* What the task asks: Reproduce the entries from their beginning up to and including the line with "81], [225, 80]]]", substituting "houseplant" for "potted plant" and leaving everything else as it is.

* Data supplied:
--- BEGIN ---

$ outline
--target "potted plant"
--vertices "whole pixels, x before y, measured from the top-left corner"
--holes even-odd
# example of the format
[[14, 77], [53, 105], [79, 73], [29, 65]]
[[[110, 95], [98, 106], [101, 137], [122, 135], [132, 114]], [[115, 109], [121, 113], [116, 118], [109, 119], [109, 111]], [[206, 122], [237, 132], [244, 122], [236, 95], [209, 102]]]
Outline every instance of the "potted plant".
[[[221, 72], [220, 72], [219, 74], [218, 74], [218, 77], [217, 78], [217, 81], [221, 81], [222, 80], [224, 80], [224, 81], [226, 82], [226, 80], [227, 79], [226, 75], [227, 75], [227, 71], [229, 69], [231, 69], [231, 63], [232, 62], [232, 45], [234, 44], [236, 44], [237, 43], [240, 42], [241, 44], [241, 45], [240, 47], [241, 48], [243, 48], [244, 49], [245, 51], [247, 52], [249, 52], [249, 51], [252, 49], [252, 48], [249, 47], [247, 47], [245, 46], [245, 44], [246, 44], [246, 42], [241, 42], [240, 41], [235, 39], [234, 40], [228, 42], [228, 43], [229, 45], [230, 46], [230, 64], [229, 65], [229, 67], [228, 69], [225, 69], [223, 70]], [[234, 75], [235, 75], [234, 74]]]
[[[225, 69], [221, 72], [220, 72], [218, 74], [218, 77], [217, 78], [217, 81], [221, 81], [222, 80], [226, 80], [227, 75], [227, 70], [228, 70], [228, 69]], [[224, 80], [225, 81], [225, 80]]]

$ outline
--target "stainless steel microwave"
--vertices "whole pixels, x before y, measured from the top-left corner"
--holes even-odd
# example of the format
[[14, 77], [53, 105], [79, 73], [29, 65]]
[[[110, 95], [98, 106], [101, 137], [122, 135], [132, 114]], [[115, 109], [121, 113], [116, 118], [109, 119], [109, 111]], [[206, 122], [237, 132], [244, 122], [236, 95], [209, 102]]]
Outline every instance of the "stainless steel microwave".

--- END ---

* Expected output:
$ outline
--target "houseplant"
--vertices "whole pixels, x before y, measured from the top-left corner"
--holes even-odd
# example of the format
[[14, 77], [53, 105], [79, 73], [29, 65]]
[[[110, 95], [98, 106], [101, 137], [122, 135], [132, 114]], [[115, 109], [121, 113], [116, 118], [109, 119], [109, 111]], [[206, 122], [237, 132], [244, 122], [236, 95], [209, 102]]]
Outline every instance of the "houseplant".
[[[221, 72], [220, 72], [219, 74], [218, 74], [218, 77], [217, 78], [217, 81], [221, 81], [222, 80], [224, 80], [224, 81], [226, 82], [226, 80], [227, 79], [226, 75], [227, 75], [227, 71], [229, 69], [231, 69], [231, 63], [232, 62], [232, 45], [234, 44], [236, 44], [237, 43], [240, 42], [241, 44], [241, 45], [240, 47], [241, 48], [243, 48], [244, 49], [245, 51], [247, 52], [249, 52], [249, 51], [252, 49], [252, 48], [249, 47], [247, 47], [245, 46], [245, 44], [246, 44], [246, 42], [241, 42], [240, 41], [235, 39], [234, 40], [228, 42], [228, 43], [229, 45], [230, 46], [230, 64], [229, 65], [229, 67], [228, 69], [225, 69], [223, 70]], [[234, 75], [235, 75], [234, 74]]]
[[[225, 69], [221, 72], [220, 72], [218, 74], [218, 77], [217, 78], [217, 81], [221, 81], [222, 80], [226, 80], [227, 75], [227, 70], [228, 70], [228, 69]], [[224, 80], [225, 81], [225, 80]]]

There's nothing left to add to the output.